Reproduce the part of the Facebook SDK thread starting at "Your permission array" and ending at "extendedPermissions.Length > 0)".

DOCUMENT PASSAGE
■ ■ ■ ■

Using the C# Facebook SDK 5.0.3 everything works fine whit the client.Get("/me").
But when retrieving the status, I should get aan arraylist "data" with all the status messages according to the facebook Graph API, but instead my data array is empty and I get a 'Index out of bounds' exception.
Does anyone have an idea what my problem could be?
if (Request.Params["code"] != null)
{
var client = new FacebookClient(GetAccessToken());
dynamic me = client.Get("/me");
imgUser.ImageUrl = "https://graph.facebook.com/" + me.id + "/picture";
lblUsername.Text = me.name;
lblHometown.Text = me.hometown.name;
lblBirthday.Text = me.birthday;
lblCurrenttown.Text = me.location.name;
lblEmail.Text = me.email;
lblOpleidingen.Text = "";
lblOpleidingen.Text += me.education[1].type + ": " + me.education[1].school.name + ", " + me.education[1].year.name + "<br />"
+ me.education[0].type + ": " + me.education[0].school.name + ", " + me.education[0].year.name;
lblSex.Text = me.gender;
dynamic status = client.get("/me/statuses");
txtStatus.Text = status.data[0].message;
}
It requires the read_stream permission. Ensure you have it.
Your permission array should look like follows:
string[] extendedPermissions = new[] { "user_about_me", "read_stream" };
if (extendedPermissions != null && extendedPermissions.Length > 0)
{
var scope = new StringBuilder();
scope.Append(string.Join(",", extendedPermissions));
parameters["scope"] = scope.ToString();
}
furthermore your second get() should be capitalized: Get()
dynamic status = client.get("/me/statuses");
dynamic status = client.Get("/me/statuses");

■ ■ ■ ■

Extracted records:

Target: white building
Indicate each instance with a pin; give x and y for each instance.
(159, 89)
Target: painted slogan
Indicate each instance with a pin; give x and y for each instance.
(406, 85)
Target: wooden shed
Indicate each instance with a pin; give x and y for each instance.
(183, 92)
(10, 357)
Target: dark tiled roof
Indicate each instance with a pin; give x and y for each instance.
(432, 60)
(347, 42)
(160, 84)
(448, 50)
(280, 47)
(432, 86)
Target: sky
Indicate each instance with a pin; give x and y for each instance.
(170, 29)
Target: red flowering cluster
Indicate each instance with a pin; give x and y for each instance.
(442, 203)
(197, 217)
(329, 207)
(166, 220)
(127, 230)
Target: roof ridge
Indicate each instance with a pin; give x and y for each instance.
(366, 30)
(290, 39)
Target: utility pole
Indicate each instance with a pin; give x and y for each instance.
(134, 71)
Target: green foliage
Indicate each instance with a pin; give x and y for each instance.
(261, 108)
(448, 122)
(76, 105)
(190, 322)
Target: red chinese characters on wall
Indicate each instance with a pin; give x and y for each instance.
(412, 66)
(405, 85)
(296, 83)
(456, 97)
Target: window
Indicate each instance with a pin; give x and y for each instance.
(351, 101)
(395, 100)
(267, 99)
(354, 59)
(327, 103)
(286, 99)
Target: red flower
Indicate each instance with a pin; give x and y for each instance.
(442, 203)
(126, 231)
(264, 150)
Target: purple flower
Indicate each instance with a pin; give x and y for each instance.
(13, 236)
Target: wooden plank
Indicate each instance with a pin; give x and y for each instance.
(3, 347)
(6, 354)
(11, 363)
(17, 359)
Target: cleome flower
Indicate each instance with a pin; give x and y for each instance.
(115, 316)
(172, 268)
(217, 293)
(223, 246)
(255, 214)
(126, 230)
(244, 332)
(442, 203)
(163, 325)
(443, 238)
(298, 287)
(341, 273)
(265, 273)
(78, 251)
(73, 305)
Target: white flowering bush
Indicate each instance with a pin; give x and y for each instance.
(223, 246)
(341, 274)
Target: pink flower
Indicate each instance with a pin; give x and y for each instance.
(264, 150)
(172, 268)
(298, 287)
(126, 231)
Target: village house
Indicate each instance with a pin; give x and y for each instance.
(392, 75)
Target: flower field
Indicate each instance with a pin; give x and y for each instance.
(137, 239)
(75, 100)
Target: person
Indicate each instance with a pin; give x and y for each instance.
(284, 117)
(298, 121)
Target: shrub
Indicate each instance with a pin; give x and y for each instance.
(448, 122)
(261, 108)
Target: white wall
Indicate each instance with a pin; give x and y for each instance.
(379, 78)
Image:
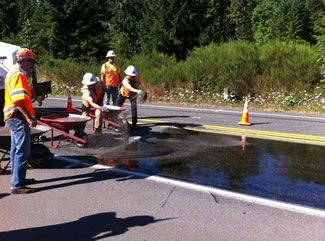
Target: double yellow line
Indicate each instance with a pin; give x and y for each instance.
(289, 137)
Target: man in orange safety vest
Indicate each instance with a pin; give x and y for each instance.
(110, 75)
(19, 117)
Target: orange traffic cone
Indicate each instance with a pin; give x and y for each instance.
(69, 105)
(245, 120)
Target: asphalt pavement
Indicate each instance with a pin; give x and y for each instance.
(77, 200)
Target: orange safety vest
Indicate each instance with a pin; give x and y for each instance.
(111, 79)
(97, 94)
(17, 88)
(125, 92)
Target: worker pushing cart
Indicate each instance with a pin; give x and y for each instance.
(93, 92)
(130, 90)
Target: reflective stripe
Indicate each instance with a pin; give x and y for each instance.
(9, 109)
(10, 77)
(18, 92)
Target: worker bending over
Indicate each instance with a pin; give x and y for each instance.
(129, 90)
(93, 92)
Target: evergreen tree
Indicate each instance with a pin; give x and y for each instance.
(8, 20)
(239, 15)
(214, 26)
(171, 26)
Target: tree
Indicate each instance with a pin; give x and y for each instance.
(214, 26)
(8, 19)
(239, 14)
(171, 26)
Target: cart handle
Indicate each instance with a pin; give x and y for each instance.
(62, 132)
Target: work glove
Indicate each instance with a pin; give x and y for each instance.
(104, 108)
(142, 96)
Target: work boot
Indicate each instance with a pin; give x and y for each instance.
(29, 181)
(98, 131)
(23, 190)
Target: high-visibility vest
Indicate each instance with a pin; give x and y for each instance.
(125, 92)
(96, 94)
(111, 78)
(17, 88)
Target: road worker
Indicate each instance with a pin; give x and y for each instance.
(93, 92)
(129, 90)
(110, 75)
(19, 117)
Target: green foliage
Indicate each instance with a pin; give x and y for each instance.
(287, 66)
(239, 15)
(173, 28)
(8, 19)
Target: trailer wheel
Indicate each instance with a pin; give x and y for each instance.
(40, 156)
(124, 126)
(81, 135)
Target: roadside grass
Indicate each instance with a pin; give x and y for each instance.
(279, 76)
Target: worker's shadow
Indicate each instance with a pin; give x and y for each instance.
(86, 178)
(93, 227)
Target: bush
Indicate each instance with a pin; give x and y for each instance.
(287, 66)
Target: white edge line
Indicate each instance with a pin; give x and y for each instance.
(228, 194)
(213, 110)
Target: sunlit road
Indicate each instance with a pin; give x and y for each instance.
(102, 204)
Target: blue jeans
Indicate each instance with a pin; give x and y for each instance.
(19, 150)
(111, 90)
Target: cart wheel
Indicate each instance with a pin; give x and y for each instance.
(39, 156)
(81, 135)
(124, 126)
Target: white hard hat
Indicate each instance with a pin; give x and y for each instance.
(110, 53)
(131, 71)
(89, 79)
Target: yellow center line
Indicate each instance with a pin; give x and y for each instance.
(290, 137)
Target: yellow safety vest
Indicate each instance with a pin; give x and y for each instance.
(125, 92)
(17, 88)
(111, 78)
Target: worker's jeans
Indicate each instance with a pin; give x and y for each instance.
(120, 101)
(111, 90)
(20, 150)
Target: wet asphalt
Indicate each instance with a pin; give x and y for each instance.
(87, 202)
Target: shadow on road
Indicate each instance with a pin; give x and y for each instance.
(97, 176)
(92, 227)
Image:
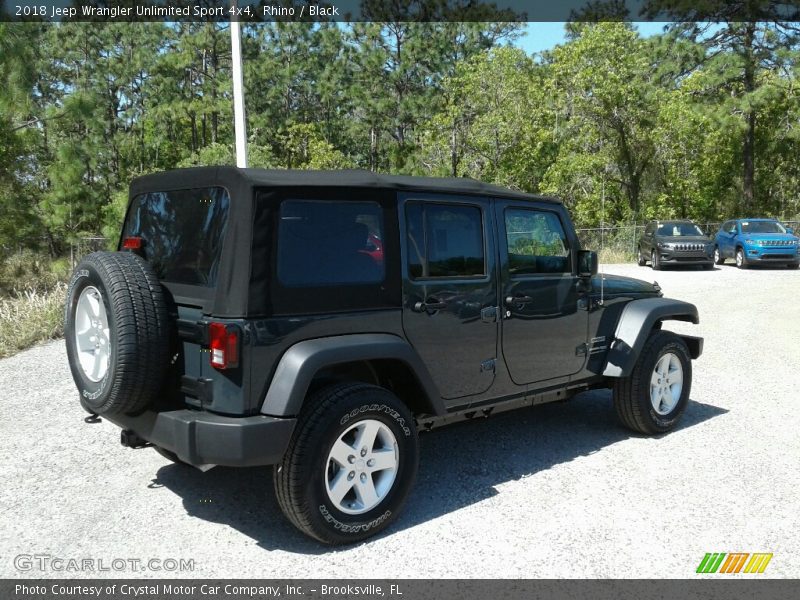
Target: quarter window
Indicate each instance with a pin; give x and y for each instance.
(324, 243)
(183, 231)
(536, 242)
(444, 240)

■ ■ ■ ■

RESULT OF THIS EXERCISE
Your permission array should look like follows:
string[] extendedPermissions = new[] { "user_about_me", "read_stream" };
if (extendedPermissions != null && extendedPermissions.Length > 0)